Reproduce the material word for word, starting at the line that contains "Could you please locate the blurred white" and continuing through the end of the material, with both of those ends included.

## start

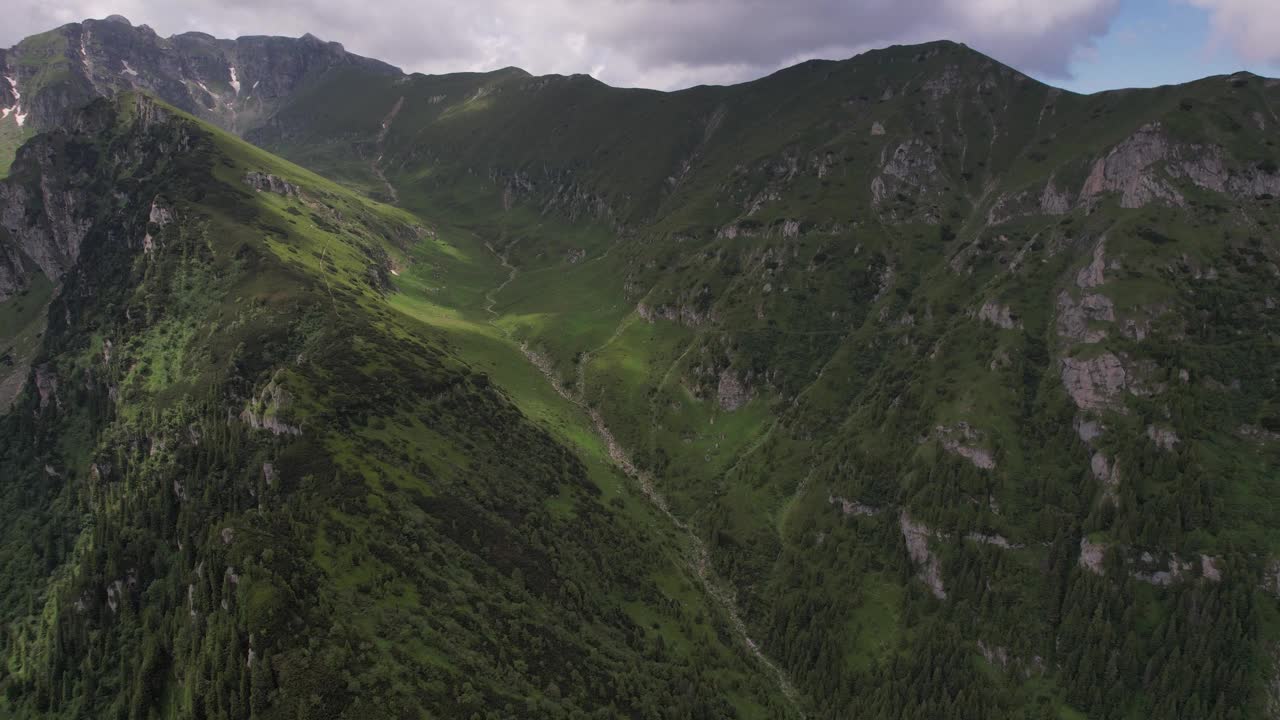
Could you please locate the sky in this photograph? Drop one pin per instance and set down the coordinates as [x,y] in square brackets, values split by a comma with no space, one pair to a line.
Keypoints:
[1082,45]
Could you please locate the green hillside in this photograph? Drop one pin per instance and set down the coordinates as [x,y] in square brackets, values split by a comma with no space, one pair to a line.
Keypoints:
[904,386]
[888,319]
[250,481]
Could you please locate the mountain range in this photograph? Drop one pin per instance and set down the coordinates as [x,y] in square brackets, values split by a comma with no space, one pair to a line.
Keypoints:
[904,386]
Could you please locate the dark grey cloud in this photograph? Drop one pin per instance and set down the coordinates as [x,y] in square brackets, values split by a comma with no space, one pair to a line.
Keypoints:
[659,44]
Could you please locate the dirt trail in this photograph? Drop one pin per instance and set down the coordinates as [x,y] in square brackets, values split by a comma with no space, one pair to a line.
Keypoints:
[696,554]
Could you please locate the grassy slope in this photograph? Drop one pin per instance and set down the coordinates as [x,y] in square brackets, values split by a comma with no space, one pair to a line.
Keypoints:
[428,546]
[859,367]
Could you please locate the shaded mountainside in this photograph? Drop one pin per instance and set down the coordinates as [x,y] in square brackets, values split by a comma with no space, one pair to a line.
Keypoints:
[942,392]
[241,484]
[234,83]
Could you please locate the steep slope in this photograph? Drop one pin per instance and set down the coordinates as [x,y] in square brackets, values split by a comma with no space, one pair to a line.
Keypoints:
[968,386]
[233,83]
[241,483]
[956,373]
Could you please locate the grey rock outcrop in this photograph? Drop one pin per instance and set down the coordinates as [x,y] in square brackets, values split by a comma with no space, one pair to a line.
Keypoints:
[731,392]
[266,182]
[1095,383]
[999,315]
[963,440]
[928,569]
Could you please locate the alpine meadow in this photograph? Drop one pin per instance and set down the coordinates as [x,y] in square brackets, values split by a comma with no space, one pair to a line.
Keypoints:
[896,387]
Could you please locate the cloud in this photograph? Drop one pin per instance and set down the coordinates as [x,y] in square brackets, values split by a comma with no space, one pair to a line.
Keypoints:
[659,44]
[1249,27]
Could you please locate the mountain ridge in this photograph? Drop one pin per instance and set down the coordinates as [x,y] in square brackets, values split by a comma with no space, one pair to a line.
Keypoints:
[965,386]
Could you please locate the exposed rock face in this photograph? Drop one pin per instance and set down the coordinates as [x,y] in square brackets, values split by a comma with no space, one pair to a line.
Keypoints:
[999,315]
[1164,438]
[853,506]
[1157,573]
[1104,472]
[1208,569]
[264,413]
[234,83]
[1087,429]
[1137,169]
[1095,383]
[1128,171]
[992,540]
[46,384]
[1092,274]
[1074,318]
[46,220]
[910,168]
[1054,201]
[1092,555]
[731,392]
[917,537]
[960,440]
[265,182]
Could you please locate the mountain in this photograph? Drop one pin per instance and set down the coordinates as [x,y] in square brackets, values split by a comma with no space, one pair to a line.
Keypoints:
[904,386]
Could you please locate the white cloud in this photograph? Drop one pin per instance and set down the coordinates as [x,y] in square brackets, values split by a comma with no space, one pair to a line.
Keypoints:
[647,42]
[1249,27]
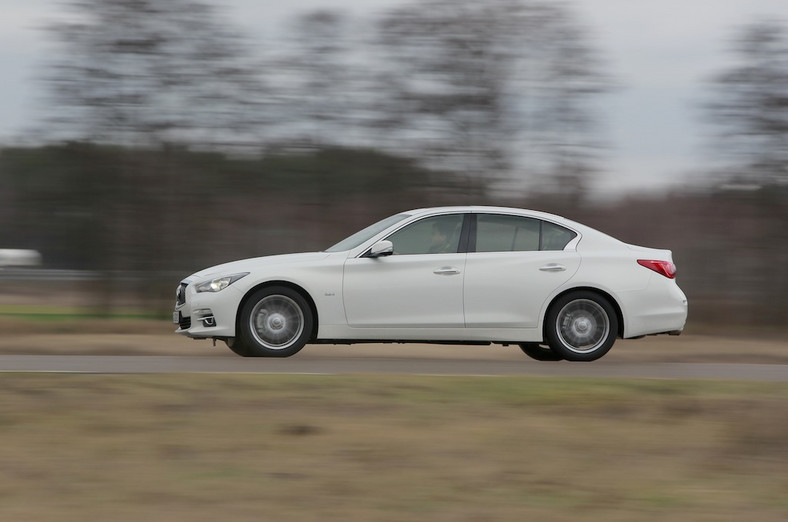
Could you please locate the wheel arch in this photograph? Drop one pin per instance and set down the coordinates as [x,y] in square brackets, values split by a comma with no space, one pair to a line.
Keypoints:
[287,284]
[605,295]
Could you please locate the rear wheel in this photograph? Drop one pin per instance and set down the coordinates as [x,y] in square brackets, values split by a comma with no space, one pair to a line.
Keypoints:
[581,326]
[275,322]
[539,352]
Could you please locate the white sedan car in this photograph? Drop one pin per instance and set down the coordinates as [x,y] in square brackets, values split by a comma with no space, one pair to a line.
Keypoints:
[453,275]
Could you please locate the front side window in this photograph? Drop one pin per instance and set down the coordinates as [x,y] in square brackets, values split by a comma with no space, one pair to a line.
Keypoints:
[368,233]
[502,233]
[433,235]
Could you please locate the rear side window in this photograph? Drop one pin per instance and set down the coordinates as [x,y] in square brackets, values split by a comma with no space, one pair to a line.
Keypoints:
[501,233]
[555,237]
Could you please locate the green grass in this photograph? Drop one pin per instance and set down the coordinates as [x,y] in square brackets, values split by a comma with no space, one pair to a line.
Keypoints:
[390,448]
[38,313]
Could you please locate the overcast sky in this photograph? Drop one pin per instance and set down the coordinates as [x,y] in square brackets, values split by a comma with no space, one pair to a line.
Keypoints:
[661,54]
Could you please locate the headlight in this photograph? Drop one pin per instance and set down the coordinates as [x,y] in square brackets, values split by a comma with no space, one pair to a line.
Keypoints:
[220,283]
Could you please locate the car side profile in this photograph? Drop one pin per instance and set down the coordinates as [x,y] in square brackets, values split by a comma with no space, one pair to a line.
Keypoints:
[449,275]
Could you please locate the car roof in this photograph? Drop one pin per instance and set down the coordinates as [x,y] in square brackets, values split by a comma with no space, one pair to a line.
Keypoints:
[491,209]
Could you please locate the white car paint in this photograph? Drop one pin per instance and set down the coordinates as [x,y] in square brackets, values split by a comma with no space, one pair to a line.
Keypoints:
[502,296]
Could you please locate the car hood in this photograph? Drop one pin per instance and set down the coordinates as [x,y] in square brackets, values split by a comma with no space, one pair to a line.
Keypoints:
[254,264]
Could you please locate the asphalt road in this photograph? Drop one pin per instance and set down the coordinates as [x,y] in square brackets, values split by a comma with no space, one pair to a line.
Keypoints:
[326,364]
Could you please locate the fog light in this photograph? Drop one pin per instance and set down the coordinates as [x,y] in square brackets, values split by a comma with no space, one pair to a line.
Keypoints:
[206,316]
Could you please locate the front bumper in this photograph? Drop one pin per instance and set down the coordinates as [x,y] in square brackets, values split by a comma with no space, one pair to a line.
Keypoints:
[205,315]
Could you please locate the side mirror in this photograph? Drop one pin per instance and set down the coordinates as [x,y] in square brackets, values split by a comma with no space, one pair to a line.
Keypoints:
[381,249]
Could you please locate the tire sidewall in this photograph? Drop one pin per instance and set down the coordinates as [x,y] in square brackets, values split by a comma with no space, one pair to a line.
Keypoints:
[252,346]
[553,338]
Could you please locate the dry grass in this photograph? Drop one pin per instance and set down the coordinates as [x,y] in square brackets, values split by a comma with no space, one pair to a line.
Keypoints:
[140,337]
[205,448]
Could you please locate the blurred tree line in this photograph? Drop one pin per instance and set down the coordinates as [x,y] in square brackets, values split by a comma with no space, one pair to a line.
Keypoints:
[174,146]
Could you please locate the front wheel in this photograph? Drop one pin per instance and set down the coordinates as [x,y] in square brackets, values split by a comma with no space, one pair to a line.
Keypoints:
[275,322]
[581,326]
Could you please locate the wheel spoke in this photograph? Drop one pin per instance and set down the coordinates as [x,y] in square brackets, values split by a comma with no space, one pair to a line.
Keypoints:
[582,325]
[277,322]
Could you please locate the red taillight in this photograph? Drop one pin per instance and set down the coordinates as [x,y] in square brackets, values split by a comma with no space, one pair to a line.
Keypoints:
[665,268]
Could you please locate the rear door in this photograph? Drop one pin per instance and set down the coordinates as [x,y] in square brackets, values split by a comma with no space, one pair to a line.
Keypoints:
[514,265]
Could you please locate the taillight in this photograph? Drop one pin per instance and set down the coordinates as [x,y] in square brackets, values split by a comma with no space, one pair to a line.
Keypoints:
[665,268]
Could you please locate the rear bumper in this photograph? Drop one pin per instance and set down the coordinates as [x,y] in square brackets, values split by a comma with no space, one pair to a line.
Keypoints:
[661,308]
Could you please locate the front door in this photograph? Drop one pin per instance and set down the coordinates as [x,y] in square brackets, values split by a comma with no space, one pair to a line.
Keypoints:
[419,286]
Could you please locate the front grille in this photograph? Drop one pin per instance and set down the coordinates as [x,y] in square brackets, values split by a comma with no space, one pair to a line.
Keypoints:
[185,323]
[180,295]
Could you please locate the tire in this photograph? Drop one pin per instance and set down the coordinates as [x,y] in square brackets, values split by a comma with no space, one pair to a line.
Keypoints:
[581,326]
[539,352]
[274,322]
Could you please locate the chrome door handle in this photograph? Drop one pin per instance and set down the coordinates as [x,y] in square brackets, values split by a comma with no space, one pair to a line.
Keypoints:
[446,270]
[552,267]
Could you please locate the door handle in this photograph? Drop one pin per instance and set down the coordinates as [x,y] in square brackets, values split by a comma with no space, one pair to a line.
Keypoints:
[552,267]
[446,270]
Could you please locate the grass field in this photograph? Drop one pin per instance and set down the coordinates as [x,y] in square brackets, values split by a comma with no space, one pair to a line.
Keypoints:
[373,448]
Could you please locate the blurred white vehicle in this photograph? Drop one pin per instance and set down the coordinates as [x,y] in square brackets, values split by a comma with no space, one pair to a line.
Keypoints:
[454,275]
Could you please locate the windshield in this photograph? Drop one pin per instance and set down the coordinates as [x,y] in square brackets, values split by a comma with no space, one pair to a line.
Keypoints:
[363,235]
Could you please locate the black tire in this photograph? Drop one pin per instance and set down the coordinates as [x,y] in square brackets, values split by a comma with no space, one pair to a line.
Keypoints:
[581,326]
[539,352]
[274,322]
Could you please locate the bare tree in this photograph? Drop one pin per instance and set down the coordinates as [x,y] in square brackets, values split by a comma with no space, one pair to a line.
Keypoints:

## end

» **FULL ANSWER**:
Could you please locate the blurred white vehicle in this photograph? Drop one pin per instance and set down the coordinates as [x,y] in square brackets, values split by a comma with no space, one pair to a line.
Keypoints:
[454,275]
Could you please locate the windshield in this photograph? Drop one pin per instance and set down the coordinates as [x,y] in square brackets, values split by a comma with no space, one pair to a line.
Keypoints:
[363,235]
Could you please locate the black tire in this photograph? Drop one pin per instance and set down the coordinates as [x,y] in square brackets, values split by a comma with no space, one pair to a line.
Keypoints:
[581,326]
[539,352]
[274,322]
Could you please locate the bare tree in this photograph? Drop one pin per instance and set down the coordinates as [x,y] in square brackets, values split by a comma with no space, one pair to a line.
Keypoints:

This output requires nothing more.